A VS Code extension for viewing large dataset files with lazy loading and token counting.
Opens JSONL, CSV, Parquet, and Arrow files of any size by streaming and lazy-loading data. Includes token counting with real model tokenizers for ML training datasets.
VS Code normally crashes or freezes when opening files over 50MB. This extension handles files up to 100GB+ by only loading what's visible.
- JSONL (JSON Lines)
- JSON
- CSV/TSV
- Parquet
- Arrow/Feather
Lazy Loading Opens large files instantly by loading data on-demand. Jump to any line without loading the entire file into memory.
Token Counting Shows exact token counts using real tokenizers from Qwen, DeepSeek, Llama, GPT, Claude, Mistral, Phi, and others. Supports chat templates for multi-turn conversations.
Multiple Views
- Pretty: Collapsible JSON trees
- Render: Chat messages with markdown/LaTeX
- Table: Spreadsheet columns
- Raw: Plain text with line numbers
Search and Navigation Search by content, jump to line numbers, filter JSON paths, and load more records as needed.
Install the extension and click any supported file. The viewer opens automatically. Use the toolbar to switch views, select tokenizers, or search.
For ML work: Pick a tokenizer from the dropdown to see accurate token counts for your training data.
VS Code 1.85.0 or higher
ML Workbench collects anonymous usage data to help improve the extension. We take your privacy seriously.
We collect analytics to understand feature usage and identify areas for improvement:
- Feature usage: Which features are used (file opens, view switches, tokenizer selection)
- Performance metrics: Load times, file size categories (small/medium/large), row count categories
- Error patterns: Error types and sanitized error messages (no file paths or user data)
- Format popularity: Which file formats are opened (JSONL, JSON, CSV, Parquet, Arrow)

· · · ·

Reproduce the passage of the extension description that begins at "- Performance metrics: Load" and stops after "CSV, Parquet, Arrow)". Keep every word and mark unchanged.

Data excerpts
· · · ·

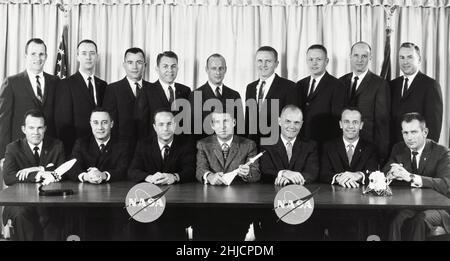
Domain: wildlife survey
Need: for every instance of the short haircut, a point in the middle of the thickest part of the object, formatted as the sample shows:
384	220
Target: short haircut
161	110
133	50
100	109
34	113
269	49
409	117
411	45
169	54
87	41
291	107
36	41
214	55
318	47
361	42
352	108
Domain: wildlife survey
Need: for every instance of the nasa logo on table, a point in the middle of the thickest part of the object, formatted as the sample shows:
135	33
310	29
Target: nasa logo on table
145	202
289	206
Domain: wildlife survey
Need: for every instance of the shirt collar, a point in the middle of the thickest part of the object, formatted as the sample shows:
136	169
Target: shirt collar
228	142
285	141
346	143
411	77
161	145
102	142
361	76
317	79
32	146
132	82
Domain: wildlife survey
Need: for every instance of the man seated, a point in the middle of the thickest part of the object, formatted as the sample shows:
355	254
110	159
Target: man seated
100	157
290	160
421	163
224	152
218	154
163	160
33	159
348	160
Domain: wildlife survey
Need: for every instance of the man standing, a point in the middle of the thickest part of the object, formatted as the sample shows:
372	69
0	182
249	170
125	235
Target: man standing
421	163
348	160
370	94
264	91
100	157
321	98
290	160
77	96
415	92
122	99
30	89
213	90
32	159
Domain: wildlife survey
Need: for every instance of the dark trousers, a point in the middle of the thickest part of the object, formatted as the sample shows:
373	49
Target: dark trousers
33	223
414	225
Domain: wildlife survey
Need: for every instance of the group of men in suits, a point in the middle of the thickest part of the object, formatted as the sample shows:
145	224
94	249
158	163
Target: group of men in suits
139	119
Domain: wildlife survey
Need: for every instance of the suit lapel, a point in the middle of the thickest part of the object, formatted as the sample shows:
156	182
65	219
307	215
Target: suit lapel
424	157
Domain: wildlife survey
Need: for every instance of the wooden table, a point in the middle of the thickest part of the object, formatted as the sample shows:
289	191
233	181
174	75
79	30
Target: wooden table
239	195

· · · ·

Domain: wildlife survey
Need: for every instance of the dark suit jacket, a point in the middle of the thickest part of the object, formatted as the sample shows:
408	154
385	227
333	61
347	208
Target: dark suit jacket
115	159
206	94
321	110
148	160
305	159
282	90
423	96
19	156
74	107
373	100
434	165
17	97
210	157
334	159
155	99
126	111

· · · ·

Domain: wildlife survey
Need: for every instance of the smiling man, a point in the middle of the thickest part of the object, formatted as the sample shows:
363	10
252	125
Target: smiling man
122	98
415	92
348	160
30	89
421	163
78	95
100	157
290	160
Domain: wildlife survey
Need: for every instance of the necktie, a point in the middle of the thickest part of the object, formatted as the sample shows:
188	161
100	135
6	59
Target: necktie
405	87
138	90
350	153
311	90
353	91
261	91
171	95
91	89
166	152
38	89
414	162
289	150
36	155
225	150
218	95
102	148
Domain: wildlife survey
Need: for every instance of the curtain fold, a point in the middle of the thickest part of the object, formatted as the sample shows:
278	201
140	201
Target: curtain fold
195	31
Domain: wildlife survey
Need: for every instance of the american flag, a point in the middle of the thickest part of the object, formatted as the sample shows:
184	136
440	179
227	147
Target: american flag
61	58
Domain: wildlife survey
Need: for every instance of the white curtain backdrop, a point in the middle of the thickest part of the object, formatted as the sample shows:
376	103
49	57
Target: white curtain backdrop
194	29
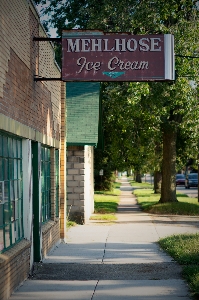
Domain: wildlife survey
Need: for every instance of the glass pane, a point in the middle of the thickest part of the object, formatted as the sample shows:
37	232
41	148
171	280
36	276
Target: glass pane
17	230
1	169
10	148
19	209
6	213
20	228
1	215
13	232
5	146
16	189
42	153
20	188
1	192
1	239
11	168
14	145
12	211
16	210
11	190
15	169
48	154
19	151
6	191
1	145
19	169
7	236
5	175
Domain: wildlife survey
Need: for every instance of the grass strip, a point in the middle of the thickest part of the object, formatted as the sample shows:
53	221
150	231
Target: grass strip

· · · ·

Answer to this problem
- Performance metrics: Load times, file size categories (small/medium/large), row count categories
- Error patterns: Error types and sanitized error messages (no file paths or user data)
- Format popularity: Which file formats are opened (JSONL, JSON, CSV, Parquet, Arrow)